:: EXCERPT

Okay, let's look at the issue logic here and a pipeline diagram.

So here we have OP A, B, C, D, E, F, so we have straight line code, no branches.

And we have things flowing down the pipe. And we have our nice pipeline diagram.

And one of the cool things is now that we have a two wide superscalar, we can

actually violate a rule that we had before, which said two things cannot be in

the same pipe stage at the same time, temporally, cuz time, time runs from left

to right in this diagram. So here we have two things to do.

You could go to stage two operands, or two operations or two instructions in the

fetch stage. And, we're just gonna name, because we

don't have a great name for these things, we're gonna call these A and, A0 and A1

and B0 and B1 to represent the different execution unit stages.

So in an ideal world, this is pretty sweet.

In this, in this at least for this code here, we actually have a clocks per

instruction of one half. That's pretty awesome.

And as I said, we can have two, two instructions in the same stage of the

pipe. Okay.

Let's look at a little bit more complex code sequence here.

We have add, loads, some more loads, an add, a load.

Your issue logic, that swapping logic actually will have to move instructions

around in this case. So we have this add and this load.

Well this is actually easy. The add goes to the A unit, the load goes

to the B unit. No problems there.

Okay, so now we have the load. Uh-oh, loads in, we fetched it and it's in

the instruction register zero. That means it wants to go to the A pipe,

but we need to swap these two. So, you can see here, this is how we draw

this. We actually say this add is going to the A

pipe here and that's the opposite of what's going on there.

But, there's still those stalls going on, at least in this example.

And then finally here we actually are going to get a structural hazard.

And the structural hazard introduces a stall.

So, we fetch these two loads simultaneously, or we can only execute one

load at a time. So, we need to stall one of the loads in

the decode stage and push that out of the limit.

::::
:: SUPPLIED RECORDS

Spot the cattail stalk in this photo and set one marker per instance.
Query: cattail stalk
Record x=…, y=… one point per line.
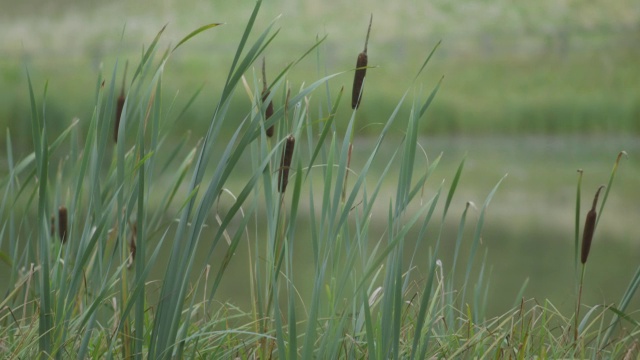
x=361, y=71
x=62, y=223
x=132, y=244
x=265, y=94
x=120, y=104
x=587, y=237
x=589, y=228
x=285, y=163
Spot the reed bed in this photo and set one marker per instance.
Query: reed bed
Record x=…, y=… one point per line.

::::

REQUIRED ACTIONS:
1. In the pipeline transcript, rewrite the passage from "don't have a" up to and including "That's pretty awesome.", replacing "execution unit stages" with "functional unit stages".
2. Translate this sentence from the pipeline transcript into Spanish: "And the structural hazard introduces a stall."

LIST OF SOLUTIONS:
1.
don't have a great name for these things, we're gonna call these A and, A0 and A1

and B0 and B1 to represent the different functional unit stages.

So in an ideal world, this is pretty sweet.

In this, in this at least for this code here, we actually have a clocks per

instruction of one half. That's pretty awesome.

2. Y el riesgo estructural introduce una parada.